» Source extract
________________________
Police pepper sprayed protesters as they moved them down Harbor Drive in San Diego Friday, May 27, 2016. About a thousand Trump protesters demonstrated outside San Diego's convention center as Republican presidential candidate Donald Trump spoke inside to an enthusiastic crowd of supporters packed in tight. Several protesters were arrested. (John Gibbins/The San Diego Union-Tribune via AP)
Jesse J. Holland AP Political writer

 

WASHINGTON (AP) — It started with Mexicans being publicly accused by presidential candidate Donald Trump of being criminals and rapists. It escalated to ejections, to sucker punches, to pepper spray. And now violence and strife seems to be a commonplace occurrence out on the campaign trail.

As the 2016 presidential campaign turns toward the rapidly diversifying West, it has officially buried any thoughts of a post-racial United States, with racial and ethnic groups at the center of the most public strife seen in the political arena since the height of the civil rights movement.

Much of the violence has revolved around the ascendancy of GOP presidential candidate Donald Trump, first toward minorities and now by minorities protesting his policies.

On Tuesday, protesters in New Mexico opposing Trump threw burning T-shirts, plastic bottles and other items at police officers, injuring several, and toppled trash cans and barricades. Police responded by firing pepper spray and smoke grenades into the crowd outside the Albuquerque Convention Center.

Karla Molinar, 21, a University of New Mexico student, participated in a planned disruption of Trump's speech and said she had no choice because Trump is sparking hatred of Mexican immigrants. Trump, among other things, has called for a ban on Muslims entering the United States and declared that he will build a wall along the U.S.-Mexico border.

"Trump is causing the hate to get worse," she said.

Earlier this year, demonstrators against Trump swarmed outside the hotel near San Francisco airport, forcing the candidate Trump to crawl under a fence to enter the hotel where he met with local GOP power brokers. Other protesters tangled with authorities and damaged police cars after a Trump rally in Orange County, California.

Earlier, the violence was aimed toward minorities. For example:
— A black woman was surrounded, cursed and shoved by white onlookers at a Trump rally in Louisville, Kentucky in March.
— Latino demonstrators Ariel Rojas was kicked and dragged by a white Trump supporter at a rally in Miami in October.
— A black male protester, Rakeem Jones, was punched from behind by white Trump supporter John McGraw as Jones was being ejected from a rally by police in North Carolina. McGraw was later arrested.

— Video captured Trump supporters physically assaulting Mercutio Southall Jr., an African-American activist, at a rally in Birmingham, Alabama in November. Southall said afterward he was called several expletives by the crowd and later compared them to a "lynch mob."
________________________
» Supplied data
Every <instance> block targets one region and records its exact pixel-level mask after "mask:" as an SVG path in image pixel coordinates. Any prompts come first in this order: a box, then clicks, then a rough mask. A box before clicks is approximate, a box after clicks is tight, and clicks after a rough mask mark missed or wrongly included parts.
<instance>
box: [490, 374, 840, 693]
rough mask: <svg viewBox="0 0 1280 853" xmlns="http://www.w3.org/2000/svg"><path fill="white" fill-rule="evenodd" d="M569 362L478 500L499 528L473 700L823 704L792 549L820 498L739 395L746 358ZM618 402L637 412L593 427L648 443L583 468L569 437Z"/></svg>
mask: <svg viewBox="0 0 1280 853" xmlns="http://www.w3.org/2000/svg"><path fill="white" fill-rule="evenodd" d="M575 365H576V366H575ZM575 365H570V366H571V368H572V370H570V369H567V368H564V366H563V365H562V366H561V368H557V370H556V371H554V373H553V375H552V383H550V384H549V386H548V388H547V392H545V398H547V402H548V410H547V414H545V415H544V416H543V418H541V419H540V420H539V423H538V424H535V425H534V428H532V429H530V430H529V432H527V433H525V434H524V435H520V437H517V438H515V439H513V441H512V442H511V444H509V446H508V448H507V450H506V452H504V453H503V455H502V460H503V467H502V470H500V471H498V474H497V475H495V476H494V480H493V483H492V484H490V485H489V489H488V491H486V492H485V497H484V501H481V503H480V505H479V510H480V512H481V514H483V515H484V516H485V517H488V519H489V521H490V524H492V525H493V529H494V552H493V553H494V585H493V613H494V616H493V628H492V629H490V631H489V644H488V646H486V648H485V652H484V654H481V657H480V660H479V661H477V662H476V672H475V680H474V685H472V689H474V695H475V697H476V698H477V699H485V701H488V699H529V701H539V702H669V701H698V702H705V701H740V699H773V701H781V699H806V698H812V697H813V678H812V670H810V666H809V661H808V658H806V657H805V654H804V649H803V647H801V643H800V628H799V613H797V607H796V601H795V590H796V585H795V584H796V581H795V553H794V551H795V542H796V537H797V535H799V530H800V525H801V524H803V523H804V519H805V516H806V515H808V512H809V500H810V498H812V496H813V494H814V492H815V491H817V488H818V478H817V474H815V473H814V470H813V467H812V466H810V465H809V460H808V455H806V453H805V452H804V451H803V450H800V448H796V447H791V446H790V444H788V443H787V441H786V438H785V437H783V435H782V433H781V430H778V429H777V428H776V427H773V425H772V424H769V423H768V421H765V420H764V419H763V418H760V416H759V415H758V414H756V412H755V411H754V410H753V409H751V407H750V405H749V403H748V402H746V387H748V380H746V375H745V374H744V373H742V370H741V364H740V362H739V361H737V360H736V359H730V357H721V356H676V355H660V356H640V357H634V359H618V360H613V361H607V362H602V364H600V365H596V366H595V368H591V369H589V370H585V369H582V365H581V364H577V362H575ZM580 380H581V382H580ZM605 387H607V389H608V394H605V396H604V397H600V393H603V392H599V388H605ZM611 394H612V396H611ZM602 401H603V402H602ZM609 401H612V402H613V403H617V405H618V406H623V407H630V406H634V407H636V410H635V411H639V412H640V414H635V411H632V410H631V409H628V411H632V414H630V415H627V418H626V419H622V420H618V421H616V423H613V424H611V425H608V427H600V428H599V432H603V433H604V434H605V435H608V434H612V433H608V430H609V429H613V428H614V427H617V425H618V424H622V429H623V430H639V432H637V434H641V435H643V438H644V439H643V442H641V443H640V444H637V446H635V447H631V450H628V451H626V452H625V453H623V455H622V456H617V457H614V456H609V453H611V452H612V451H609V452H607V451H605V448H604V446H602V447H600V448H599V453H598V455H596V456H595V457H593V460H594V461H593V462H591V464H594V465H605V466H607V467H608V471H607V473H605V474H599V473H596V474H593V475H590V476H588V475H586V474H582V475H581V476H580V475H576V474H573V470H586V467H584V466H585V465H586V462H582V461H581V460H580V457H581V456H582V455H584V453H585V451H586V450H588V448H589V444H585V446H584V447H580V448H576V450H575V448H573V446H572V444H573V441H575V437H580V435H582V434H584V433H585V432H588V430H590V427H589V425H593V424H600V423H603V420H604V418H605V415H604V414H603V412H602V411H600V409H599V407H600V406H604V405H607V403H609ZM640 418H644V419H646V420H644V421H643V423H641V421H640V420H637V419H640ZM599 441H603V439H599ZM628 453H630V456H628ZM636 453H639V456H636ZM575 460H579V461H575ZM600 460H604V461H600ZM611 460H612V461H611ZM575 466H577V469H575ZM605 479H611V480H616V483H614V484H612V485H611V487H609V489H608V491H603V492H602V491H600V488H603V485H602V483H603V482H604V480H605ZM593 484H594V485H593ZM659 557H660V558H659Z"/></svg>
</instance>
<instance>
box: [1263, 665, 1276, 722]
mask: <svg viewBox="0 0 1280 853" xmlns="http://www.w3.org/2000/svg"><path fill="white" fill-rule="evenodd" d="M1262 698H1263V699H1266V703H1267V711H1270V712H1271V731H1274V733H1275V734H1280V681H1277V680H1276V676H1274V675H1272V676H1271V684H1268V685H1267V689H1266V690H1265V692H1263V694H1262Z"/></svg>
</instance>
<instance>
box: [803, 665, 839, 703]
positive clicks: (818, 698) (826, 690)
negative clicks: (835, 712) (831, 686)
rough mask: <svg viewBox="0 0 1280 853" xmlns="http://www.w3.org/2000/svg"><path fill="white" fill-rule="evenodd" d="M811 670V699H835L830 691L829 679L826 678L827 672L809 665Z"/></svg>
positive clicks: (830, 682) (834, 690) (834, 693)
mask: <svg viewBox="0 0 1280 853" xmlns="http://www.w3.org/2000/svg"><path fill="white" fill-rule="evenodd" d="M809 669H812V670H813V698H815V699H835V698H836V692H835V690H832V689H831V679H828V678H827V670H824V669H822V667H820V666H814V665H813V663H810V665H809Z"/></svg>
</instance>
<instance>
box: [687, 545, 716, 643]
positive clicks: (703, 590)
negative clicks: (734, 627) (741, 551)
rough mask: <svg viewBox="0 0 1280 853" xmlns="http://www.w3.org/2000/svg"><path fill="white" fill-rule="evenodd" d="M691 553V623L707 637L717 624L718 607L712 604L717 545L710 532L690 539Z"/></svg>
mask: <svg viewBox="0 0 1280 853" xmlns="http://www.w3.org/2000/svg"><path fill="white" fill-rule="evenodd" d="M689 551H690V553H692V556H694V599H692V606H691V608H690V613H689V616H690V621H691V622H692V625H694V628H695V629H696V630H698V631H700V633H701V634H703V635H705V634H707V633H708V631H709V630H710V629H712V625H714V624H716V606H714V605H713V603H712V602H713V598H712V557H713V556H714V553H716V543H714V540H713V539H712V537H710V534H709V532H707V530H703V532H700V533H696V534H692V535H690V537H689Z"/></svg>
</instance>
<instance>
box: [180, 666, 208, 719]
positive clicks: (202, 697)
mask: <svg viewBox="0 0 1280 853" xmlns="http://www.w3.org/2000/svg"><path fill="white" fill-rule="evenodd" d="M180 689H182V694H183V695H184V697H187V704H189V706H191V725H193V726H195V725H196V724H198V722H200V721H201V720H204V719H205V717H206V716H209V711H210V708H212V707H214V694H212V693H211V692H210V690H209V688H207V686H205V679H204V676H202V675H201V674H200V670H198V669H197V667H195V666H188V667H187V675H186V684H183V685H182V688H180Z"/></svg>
________________________
» Directive A
Write out the stretch of the campaign violence article from "Much of the" through "Albuquerque Convention Center.", word for word.
» Directive B
In the campaign violence article, what did protesters in New Mexico throw at police officers?

» Your response A
Much of the violence has revolved around the ascendancy of GOP presidential candidate Donald Trump, first toward minorities and now by minorities protesting his policies.

On Tuesday, protesters in New Mexico opposing Trump threw burning T-shirts, plastic bottles and other items at police officers, injuring several, and toppled trash cans and barricades. Police responded by firing pepper spray and smoke grenades into the crowd outside the Albuquerque Convention Center.

» Your response B
They threw burning T-shirts, plastic bottles and other items.